Source extract
--- BEGIN ---

The Wolf of Wall Street – DVD

by timbaros

images-77At 180 minutes long, The Wolf of Wall Street is not a short film. It has a fast and furious momentum that keeps it going up until about 120 minutes into the film, and then when you think it’s over, it gains more momentum, but because of this, it loses steam as well.

The Wolf of Wall Street is the true (according to the book and it’s author Jordan Belfort) story of American Belfort’s days as a New York stockbroker who owned the now defunct Stratton Oakmont Trading Company. His was a life of money, greed, sex, drugs, cheating, fraud, corruption, more fraud and more corruption and lots more sex and drugs. Did I mention lots of drugs?
Leonardo DiCaprio plays Belfort as both a young man starting out as a dental school dropout who somehow gets a job on Wall Street at the age of 22 (in 1982) to being sent to prison at the age of 36. In between those 14 years, Belfort lived a life that could be characterized as reality meets fantasy.
As a 22 year old man, we see DiCaprio at his first day at work in a Manhattan brokerage company. He knows this is where he belongs, even more so when his boss Mark Hanna (Matthew McConaughey) tells him how he should lead his life if he is going to stay in this business – with drugs and prostitutes. Unfortunately for Belfort (and Hanna) they both lose their jobs when their firm goes under after the crash of 1987, so Belfort, encouraged by his wife Teresa (Cristin Milioti), applies for a stockbroker job on Long Island. He thinks about it and decides to go for it. He drives up to a strip mall and walks into what is a very low key unassuming office, where the men are dressed very casual and with no buzz in the office like his New York City trading floor. He impresses the manager (in more ways than one) and from this point on for Belfort the only way is up.
He soon earns lots of money but then decides to strike out on his own. He enlists his neighbor (who happened to marry his own cousin) who is a character out of the 1950’s – Donnie Azoff (Jonah Hill) to work for him. And soon enough, Belfort gets all of his friends together to also work for him at his new firm. And within a year, his firm, Stratton Oakmont, is earning millions and millions of dollars, and with all this money comes all the finer (and funner) things in life. Belfort is able to buy his wife very expensive jewelry and a penthouse in the sky, and at the same time he spends lavishly on his employees. In one crazy scene in the film, Belfort announces that his firm has earned a record amount for one day, so out comes a scantily-dressed marching band (both men and women), and then a chimpanzee which Belfort holds on to, then hookers, hookers, and more hookers (what were the female brokers doing? Were there any? I didn’t see any at this point in the film). Also, midgets were brought in to be tossed. So the debauchery continues and continues, with lots of naked women in the office, and lots of the male brokers taking turns with the women. The Wolf of Wall Street shows that there was sex everywhere in their office. Whilst this may be sort of true, it is really really hard to believe than an American company in the early 1990’s would condone this type of behavior. Even more so when Belfort (and his board of directors – all of them) take drugs all the time, including cocaine and quaaludes, all over the office, and in public places as well. This includes them boarding a plane, all very obviously high. Any airline at that time would’ve called the authorities and kicked them off. At one point, Belfort’s company employed 1000 brokers, so are we supposed to believe that all of them condoned (and participated in) this type of behavior?

--- END ---

Data excerpts
--- BEGIN ---

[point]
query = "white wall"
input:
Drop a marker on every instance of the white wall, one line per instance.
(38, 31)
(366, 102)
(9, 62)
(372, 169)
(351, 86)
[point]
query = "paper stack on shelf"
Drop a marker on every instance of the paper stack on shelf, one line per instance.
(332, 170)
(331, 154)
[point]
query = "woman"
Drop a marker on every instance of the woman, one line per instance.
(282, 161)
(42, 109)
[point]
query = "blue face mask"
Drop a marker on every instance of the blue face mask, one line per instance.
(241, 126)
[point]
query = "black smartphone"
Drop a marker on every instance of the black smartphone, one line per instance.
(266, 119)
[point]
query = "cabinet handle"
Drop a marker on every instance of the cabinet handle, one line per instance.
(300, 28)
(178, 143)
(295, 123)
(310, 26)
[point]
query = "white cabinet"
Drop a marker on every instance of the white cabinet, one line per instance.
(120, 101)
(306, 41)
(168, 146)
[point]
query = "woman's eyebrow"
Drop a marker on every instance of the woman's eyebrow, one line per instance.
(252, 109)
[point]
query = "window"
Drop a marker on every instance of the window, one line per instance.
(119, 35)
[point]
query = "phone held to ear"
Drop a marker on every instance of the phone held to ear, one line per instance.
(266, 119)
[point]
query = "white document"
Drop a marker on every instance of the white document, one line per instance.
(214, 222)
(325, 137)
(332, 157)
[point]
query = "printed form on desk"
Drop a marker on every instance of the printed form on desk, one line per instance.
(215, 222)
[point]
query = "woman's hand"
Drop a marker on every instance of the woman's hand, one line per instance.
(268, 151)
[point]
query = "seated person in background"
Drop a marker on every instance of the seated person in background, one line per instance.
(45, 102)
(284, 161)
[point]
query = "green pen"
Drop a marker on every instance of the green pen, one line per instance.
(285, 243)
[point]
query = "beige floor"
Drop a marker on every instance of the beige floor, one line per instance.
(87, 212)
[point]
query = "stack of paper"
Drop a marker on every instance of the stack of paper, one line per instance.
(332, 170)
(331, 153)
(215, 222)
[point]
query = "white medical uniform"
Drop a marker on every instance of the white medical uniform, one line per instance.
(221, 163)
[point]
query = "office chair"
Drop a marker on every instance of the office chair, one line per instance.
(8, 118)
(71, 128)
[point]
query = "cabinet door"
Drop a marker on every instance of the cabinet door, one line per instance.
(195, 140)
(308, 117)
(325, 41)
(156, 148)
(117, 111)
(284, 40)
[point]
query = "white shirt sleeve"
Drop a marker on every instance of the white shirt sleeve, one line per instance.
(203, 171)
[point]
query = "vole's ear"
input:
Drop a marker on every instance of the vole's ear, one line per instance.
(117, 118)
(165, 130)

--- END ---

Written exercise
Answer these from the film review above:
1. How many minutes long is the film?
2. Which actor plays Belfort's first boss, Mark Hanna?
3. At one point, how many brokers did Belfort's company employ?

Finished exercise
1. 180 minutes
2. Matthew McConaughey
3. 1000